(Prompt) How many lines in the records below contain the word "wooden"? Reply with the number only.

(Listed records)
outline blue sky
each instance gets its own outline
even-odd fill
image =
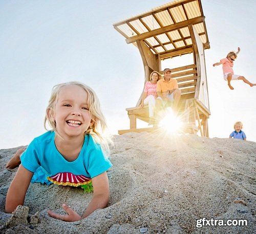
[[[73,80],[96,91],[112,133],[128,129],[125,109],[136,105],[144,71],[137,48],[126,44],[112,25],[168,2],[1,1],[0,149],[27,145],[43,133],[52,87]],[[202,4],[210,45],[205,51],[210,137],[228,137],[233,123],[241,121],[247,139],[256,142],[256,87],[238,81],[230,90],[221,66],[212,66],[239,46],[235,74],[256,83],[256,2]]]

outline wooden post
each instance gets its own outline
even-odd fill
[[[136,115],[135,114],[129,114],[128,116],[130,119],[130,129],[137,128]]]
...
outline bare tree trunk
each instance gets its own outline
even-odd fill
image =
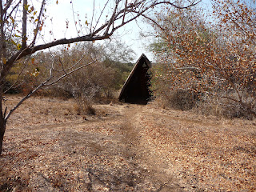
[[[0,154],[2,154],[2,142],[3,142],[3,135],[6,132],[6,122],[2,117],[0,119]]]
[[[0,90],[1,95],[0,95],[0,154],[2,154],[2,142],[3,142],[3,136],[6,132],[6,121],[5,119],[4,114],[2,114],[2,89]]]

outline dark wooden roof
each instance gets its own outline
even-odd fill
...
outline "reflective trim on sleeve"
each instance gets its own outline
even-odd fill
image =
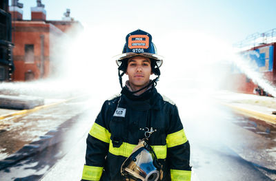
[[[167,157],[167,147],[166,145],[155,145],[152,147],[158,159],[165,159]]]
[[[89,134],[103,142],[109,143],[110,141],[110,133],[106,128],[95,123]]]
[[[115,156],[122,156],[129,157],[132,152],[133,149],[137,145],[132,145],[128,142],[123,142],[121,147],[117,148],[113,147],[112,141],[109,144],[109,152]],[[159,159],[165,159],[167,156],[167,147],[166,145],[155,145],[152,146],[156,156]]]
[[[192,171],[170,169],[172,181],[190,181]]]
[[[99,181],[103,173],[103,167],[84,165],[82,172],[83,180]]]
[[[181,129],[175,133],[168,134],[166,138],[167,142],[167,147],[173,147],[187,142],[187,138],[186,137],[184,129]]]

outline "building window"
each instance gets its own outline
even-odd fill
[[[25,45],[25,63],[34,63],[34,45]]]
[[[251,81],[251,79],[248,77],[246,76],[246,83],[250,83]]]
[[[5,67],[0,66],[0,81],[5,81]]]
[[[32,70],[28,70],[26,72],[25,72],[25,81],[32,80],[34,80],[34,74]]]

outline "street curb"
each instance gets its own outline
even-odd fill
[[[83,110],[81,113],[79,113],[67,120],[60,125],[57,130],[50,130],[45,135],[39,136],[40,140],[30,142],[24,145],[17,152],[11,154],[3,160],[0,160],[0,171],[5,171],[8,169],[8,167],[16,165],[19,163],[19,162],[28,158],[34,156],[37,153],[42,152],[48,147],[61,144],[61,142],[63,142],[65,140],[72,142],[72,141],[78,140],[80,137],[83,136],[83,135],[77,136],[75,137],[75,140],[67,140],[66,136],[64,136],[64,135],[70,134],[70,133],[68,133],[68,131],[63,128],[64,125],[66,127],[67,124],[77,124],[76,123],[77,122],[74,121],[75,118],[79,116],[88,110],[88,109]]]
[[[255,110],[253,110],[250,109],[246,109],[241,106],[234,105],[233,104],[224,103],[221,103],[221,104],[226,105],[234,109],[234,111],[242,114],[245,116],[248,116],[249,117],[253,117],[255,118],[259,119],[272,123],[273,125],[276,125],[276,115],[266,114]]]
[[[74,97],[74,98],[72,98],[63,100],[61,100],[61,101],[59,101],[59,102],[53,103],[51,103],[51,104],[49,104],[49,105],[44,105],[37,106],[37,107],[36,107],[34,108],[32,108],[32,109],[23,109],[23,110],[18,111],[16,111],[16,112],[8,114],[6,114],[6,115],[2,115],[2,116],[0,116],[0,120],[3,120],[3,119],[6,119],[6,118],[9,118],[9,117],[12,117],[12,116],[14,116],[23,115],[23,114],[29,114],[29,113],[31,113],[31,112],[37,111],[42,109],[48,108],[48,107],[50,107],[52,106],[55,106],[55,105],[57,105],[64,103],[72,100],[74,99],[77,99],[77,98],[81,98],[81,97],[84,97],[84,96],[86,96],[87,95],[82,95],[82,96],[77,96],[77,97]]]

(Written solution) 2